• **WHAT YOU NEED TO DO**
What you return should be the complete data below, word for word, with no pictures in it.

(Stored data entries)

[Start of Attachment]

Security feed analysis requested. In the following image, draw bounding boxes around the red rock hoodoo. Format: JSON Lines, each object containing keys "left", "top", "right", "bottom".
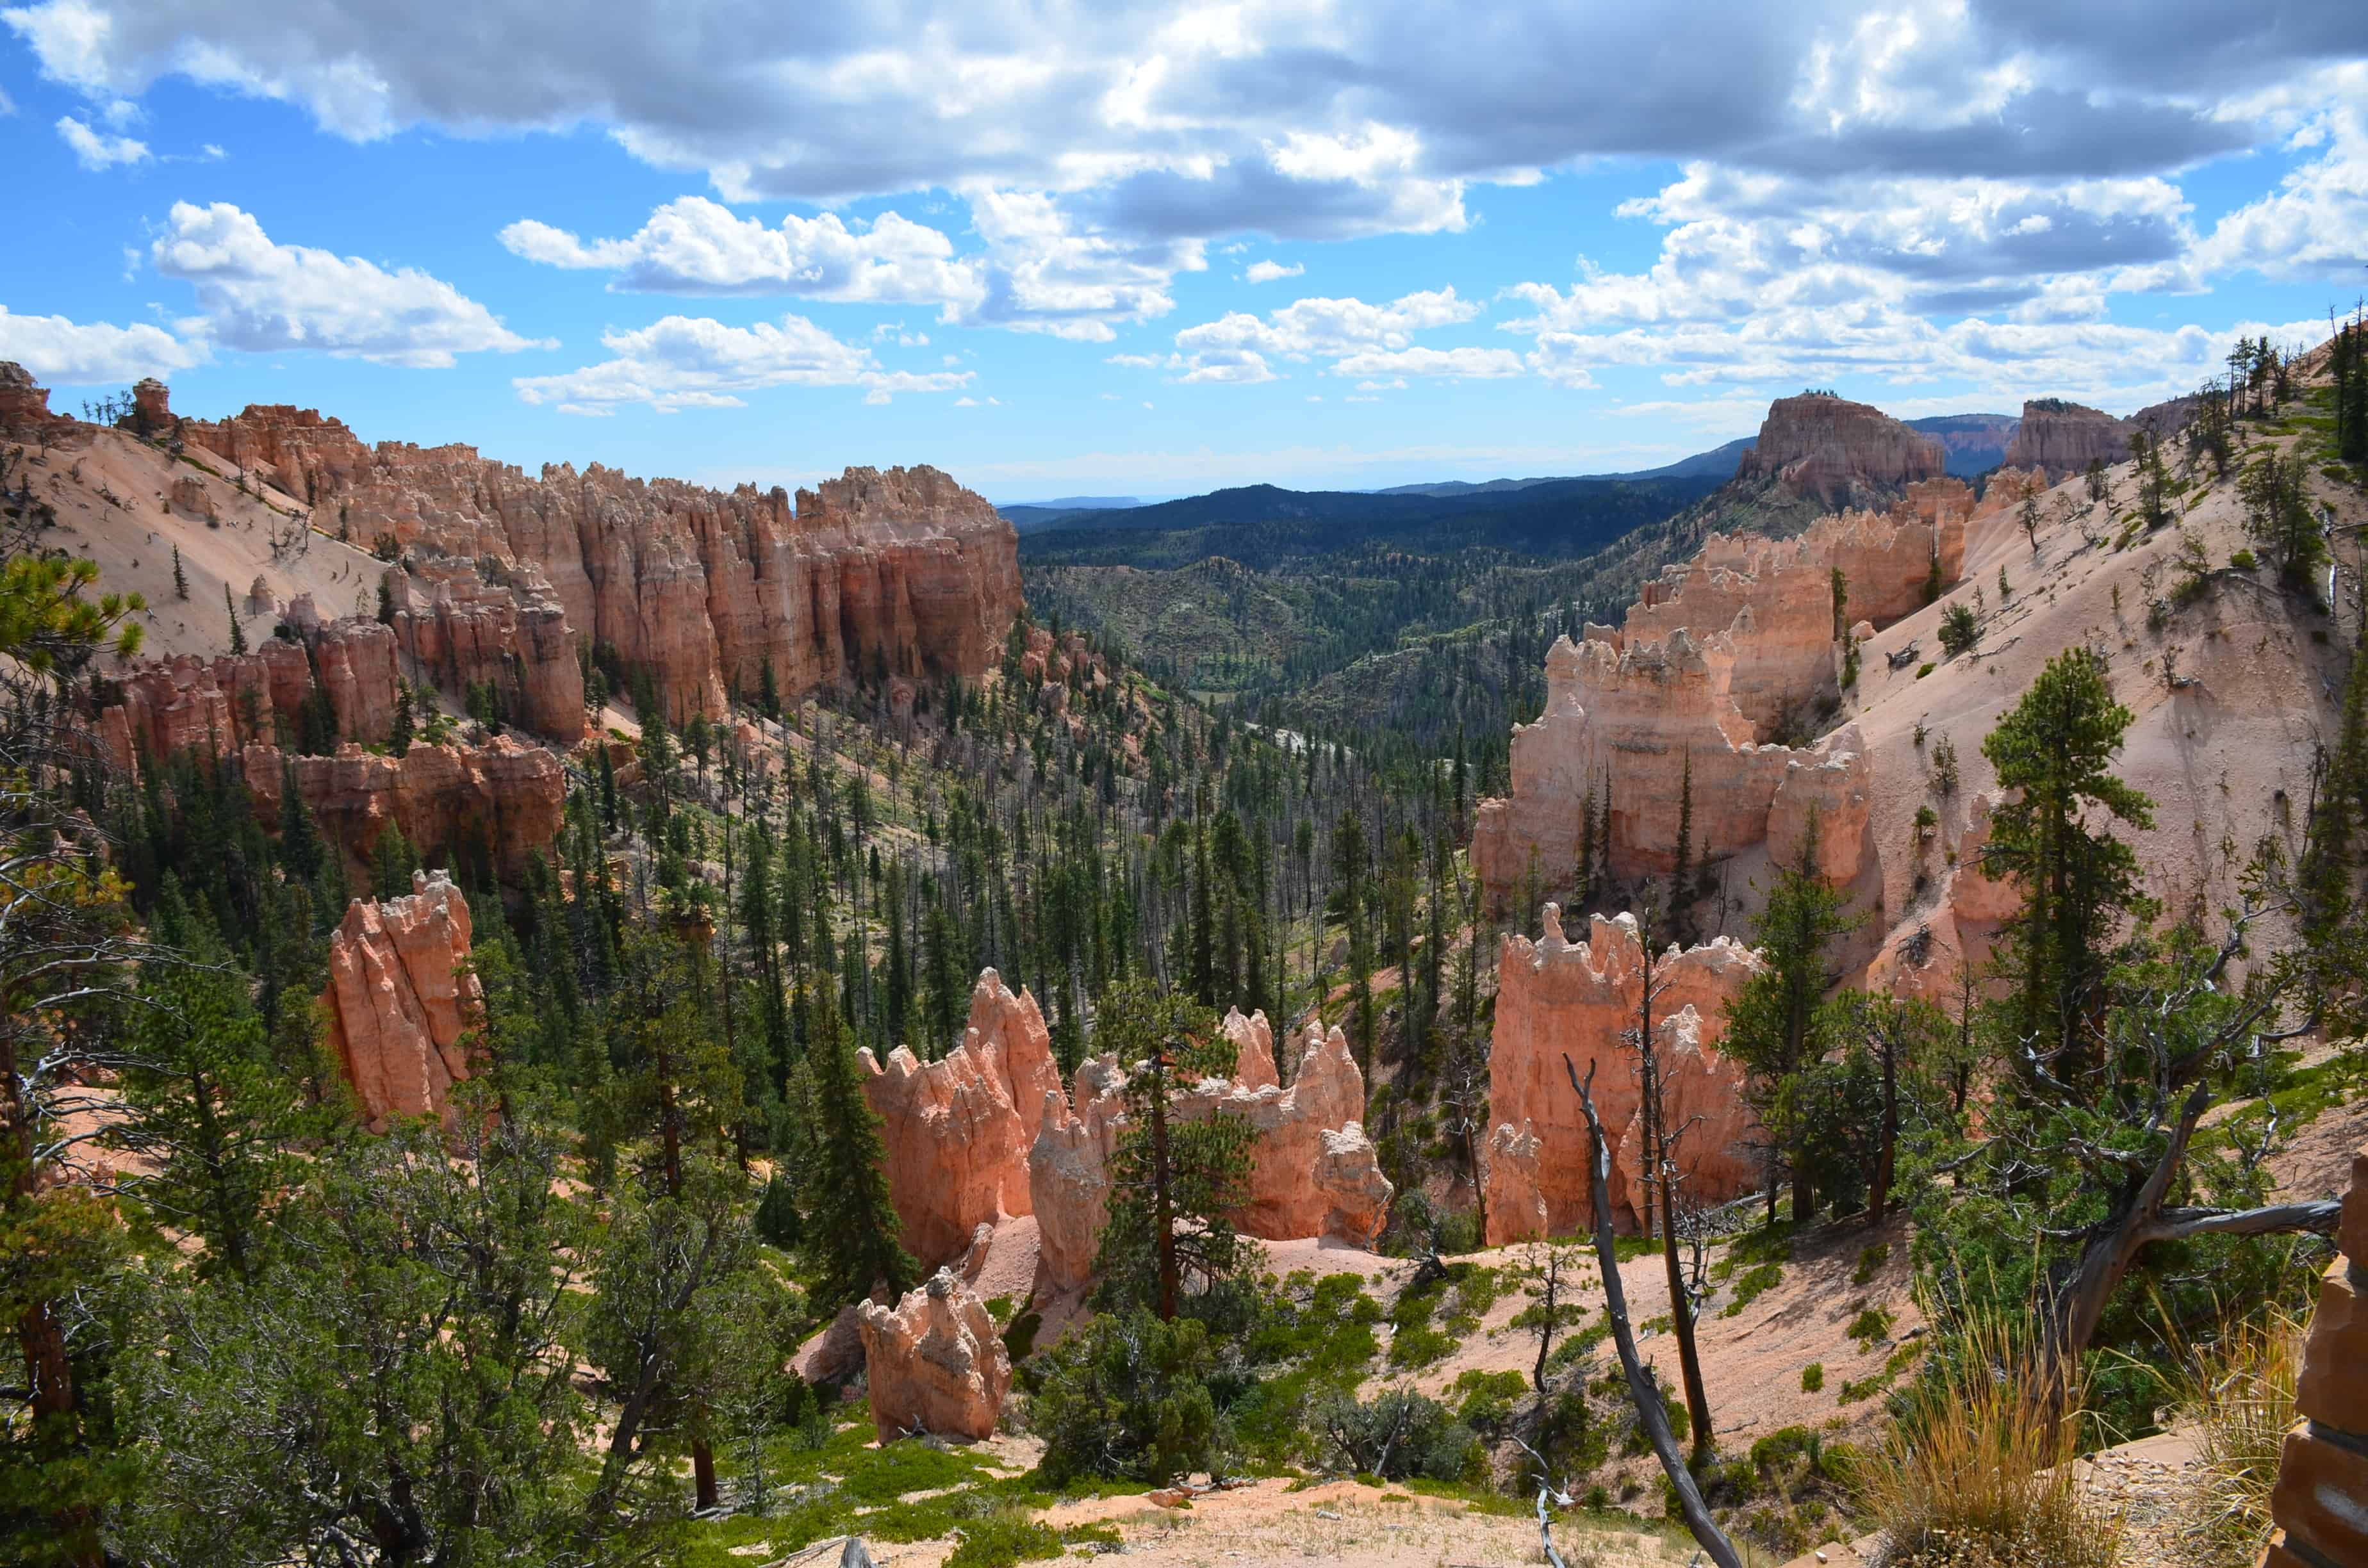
{"left": 1483, "top": 906, "right": 1766, "bottom": 1241}
{"left": 241, "top": 736, "right": 566, "bottom": 881}
{"left": 2262, "top": 1141, "right": 2368, "bottom": 1568}
{"left": 321, "top": 870, "right": 481, "bottom": 1130}
{"left": 855, "top": 1268, "right": 1012, "bottom": 1442}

[End of Attachment]

• **ANSWER SECTION**
Security feed analysis requested. In the following image, draw bounding boxes around the red rock hoodoo. Format: JSON Lines, each object containing keys "left", "top", "right", "bottom".
{"left": 1483, "top": 906, "right": 1766, "bottom": 1241}
{"left": 241, "top": 736, "right": 566, "bottom": 881}
{"left": 2262, "top": 1141, "right": 2368, "bottom": 1568}
{"left": 321, "top": 870, "right": 481, "bottom": 1130}
{"left": 855, "top": 1268, "right": 1012, "bottom": 1442}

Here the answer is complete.